_What is needed_
Reproduce word for word the passage of the Brown v. Plata article from "Prison populations in" to "through community-based programs.".

_Document extract_
● ● ● ●
On May 23, 2011, the United States Supreme Court in Brown v. Plata upheld a court order requiring California to release up to 46,000 prisoners to relieve serious overcrowding in the state’s prisons and remedy grossly inadequate medical and mental health care.
In what may be the most significant prisoner’s rights case in years, the Court found that the medical and mental health care provided by California’s prisons violates the Eighth Amendment’s prohibition against cruel and unusual punishment.
At oral argument in November, Justice Breyer described prison conditions as “horrendous,” citing evidence of prisoners “found hanged to death in holding tanks where observation windows are obscured with smeared feces, and discovered catatonic in pools of their own urine after spending nights locked in small cages.”
“A prison that deprives prisoners of basic sustenance, including adequate medical care,” the Court reasoned in this week’s decision, “is incompatible with the concept of human dignity and has no place in civilized society.”
Writing for the majority, Justice Kennedy acknowledged that the scope of the release order — reduction to 137.5% capacity or up to 46,000 prisoners — is “unprecedented,” but noted that “[o]ver the whole course of years during which this litigation has been pending, no other remedies have been found to be sufficient.”
Refusing to “shrink from [the] obligation to ‘enforce the constitutional rights of all ‘persons,’ including prisoners”, the Court rejected the State’s arguments that the release order was premature and unnecessary: “The State’s desire to avoid a population limit . . . creates a certain and unacceptable risk of continuing violations of the rights of sick and mentally ill prisoners, with the result that many more will die or needlessly suffer. The Constitution does not permit this wrong.”
Prison populations in Wisconsin, Illinois, Texas, Colorado, Montana, Michigan, and Florida have been lowered in recent years without adversely affecting public safety, the Court noted. It suggested that California, which sends large numbers of people to prison for violating a technical condition of their parole, could reduce the prison population by punishing technical parole violations through community-based programs.
The decision is expected to have broad implications for many states where record levels of incarceration also have resulted in severe overcrowding and unprecedented security issues for vulnerable prisoners. The prison population in the United States is at an all-time high of more than 2.3 million people incarcerated.
● ● ● ●
_Dataset records_
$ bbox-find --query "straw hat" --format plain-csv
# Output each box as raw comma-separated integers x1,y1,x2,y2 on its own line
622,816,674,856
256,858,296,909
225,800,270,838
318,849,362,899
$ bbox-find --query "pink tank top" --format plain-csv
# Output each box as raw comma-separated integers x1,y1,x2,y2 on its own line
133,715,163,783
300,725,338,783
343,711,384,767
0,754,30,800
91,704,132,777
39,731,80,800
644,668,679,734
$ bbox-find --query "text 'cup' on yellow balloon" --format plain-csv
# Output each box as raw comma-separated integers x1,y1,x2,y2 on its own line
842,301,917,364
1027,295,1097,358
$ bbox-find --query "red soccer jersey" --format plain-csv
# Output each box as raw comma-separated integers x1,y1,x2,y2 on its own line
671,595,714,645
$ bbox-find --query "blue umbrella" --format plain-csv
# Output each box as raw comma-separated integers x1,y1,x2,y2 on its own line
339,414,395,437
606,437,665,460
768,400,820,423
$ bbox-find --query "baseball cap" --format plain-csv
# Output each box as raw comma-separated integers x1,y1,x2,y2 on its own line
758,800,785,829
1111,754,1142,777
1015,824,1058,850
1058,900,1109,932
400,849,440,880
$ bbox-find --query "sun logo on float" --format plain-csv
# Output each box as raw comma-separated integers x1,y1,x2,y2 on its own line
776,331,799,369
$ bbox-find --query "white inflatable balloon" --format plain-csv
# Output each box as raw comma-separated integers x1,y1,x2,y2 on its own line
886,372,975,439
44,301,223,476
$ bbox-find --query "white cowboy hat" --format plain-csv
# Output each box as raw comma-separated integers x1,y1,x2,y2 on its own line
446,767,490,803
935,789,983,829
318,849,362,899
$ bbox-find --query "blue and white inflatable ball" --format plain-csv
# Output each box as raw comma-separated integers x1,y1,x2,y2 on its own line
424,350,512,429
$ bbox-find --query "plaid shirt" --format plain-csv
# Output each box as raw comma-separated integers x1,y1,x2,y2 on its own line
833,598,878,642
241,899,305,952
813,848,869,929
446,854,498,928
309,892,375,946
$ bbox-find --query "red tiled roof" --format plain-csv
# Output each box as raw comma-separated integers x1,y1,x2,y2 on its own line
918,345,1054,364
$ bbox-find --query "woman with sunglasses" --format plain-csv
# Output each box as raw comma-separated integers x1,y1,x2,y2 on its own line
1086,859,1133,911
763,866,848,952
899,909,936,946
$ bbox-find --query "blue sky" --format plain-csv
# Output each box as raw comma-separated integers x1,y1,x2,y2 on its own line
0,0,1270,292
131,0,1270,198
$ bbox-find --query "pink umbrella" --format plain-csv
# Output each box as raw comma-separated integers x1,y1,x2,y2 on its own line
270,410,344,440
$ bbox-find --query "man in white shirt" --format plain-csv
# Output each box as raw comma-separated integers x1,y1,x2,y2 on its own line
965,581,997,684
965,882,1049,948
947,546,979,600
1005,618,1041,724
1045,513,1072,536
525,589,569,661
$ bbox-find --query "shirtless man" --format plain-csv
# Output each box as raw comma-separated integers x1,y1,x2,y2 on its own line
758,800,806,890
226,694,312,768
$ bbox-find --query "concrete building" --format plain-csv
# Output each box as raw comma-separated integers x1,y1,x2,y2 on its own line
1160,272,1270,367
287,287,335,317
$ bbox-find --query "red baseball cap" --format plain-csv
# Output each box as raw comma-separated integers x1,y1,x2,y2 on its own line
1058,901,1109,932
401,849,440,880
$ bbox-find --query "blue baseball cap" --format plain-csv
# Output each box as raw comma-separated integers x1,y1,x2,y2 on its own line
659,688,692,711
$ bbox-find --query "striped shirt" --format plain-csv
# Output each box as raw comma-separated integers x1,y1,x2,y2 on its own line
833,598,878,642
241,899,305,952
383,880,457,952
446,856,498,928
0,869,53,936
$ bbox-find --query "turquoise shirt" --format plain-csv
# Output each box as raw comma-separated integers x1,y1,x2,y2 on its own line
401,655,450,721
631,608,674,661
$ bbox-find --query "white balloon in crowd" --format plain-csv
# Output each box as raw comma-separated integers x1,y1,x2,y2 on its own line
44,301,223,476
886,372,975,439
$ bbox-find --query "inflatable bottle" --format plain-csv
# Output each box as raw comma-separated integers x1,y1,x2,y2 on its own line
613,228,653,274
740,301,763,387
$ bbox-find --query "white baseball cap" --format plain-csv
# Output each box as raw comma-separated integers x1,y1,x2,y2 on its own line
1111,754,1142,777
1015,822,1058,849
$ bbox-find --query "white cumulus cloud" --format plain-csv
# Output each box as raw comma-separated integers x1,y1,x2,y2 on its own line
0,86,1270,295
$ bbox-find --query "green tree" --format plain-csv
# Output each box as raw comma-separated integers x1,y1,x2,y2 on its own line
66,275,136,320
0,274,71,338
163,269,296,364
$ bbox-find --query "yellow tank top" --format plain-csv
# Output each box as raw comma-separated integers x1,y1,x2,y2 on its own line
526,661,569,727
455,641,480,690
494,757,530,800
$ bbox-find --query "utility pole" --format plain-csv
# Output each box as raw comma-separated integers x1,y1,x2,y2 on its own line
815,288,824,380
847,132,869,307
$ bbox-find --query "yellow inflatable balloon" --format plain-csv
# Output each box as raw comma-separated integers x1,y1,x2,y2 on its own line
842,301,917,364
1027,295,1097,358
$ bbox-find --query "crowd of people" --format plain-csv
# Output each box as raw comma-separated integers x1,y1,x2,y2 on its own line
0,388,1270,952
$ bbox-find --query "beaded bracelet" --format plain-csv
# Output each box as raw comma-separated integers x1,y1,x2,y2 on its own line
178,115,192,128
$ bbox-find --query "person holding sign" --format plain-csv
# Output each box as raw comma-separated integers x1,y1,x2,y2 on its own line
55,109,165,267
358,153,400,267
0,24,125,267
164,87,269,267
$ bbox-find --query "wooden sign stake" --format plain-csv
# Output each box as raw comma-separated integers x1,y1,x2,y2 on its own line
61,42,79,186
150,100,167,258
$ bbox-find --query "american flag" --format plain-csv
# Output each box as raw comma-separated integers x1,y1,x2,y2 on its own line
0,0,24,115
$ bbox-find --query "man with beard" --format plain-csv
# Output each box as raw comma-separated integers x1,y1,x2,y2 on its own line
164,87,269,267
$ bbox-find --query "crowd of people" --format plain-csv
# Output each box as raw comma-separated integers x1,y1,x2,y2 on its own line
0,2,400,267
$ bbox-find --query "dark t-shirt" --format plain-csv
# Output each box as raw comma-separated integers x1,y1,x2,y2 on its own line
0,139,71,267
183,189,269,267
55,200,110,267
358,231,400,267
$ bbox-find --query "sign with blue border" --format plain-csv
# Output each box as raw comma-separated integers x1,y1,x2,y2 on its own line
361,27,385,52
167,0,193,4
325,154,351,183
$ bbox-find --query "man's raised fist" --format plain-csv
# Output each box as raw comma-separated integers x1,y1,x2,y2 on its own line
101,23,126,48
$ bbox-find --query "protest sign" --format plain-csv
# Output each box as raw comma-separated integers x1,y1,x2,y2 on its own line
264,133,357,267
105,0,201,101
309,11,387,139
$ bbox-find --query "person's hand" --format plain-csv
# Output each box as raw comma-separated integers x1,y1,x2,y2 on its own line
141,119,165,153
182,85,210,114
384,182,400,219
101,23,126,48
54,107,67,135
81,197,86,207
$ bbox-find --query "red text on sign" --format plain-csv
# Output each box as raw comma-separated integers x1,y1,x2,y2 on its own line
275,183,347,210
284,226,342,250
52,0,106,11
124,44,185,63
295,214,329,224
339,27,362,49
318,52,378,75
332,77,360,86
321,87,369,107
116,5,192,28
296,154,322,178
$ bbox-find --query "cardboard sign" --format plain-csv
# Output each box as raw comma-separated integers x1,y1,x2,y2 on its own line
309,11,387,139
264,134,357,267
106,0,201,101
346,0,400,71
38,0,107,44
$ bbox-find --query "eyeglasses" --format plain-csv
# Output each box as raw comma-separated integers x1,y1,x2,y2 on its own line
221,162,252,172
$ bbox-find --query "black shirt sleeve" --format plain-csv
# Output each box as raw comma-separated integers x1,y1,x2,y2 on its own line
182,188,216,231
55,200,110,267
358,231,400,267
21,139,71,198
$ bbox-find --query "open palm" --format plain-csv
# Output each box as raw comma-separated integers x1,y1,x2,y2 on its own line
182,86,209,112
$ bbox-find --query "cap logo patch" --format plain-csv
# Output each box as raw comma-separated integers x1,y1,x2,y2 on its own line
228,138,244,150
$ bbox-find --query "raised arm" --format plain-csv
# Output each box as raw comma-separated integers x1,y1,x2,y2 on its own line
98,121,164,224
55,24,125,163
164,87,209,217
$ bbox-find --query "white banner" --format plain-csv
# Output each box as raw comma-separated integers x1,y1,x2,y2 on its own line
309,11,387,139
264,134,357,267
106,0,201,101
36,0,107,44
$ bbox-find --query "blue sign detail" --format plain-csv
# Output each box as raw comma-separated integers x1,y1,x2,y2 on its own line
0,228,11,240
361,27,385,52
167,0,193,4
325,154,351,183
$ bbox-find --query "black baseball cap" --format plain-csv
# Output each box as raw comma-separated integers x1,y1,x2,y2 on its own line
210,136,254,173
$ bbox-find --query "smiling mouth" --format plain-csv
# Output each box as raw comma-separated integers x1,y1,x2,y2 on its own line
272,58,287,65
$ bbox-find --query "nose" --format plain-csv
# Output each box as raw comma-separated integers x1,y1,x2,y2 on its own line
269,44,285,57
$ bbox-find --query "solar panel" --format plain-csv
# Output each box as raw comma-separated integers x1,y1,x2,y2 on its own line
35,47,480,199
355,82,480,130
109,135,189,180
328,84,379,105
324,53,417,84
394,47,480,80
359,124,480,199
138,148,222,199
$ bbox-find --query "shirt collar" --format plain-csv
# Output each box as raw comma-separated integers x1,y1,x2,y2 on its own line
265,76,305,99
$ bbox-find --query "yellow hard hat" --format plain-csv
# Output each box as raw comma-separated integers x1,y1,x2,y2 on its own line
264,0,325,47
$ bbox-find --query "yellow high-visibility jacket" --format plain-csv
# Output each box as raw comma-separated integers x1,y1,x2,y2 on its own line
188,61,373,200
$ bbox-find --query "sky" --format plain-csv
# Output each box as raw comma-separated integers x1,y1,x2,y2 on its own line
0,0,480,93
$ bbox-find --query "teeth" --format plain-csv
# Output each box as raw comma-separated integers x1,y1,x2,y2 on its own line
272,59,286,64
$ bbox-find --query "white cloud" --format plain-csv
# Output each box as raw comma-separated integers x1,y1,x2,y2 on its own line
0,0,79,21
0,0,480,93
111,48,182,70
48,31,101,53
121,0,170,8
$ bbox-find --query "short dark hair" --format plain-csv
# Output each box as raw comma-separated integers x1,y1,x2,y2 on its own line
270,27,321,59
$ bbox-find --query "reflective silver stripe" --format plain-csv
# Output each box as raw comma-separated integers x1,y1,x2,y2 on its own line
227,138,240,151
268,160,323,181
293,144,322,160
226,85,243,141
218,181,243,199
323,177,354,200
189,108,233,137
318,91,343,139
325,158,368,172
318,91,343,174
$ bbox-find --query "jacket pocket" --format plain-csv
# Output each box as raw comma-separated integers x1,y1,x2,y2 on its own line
● ● ● ●
_Result_
Prison populations in Wisconsin, Illinois, Texas, Colorado, Montana, Michigan, and Florida have been lowered in recent years without adversely affecting public safety, the Court noted. It suggested that California, which sends large numbers of people to prison for violating a technical condition of their parole, could reduce the prison population by punishing technical parole violations through community-based programs.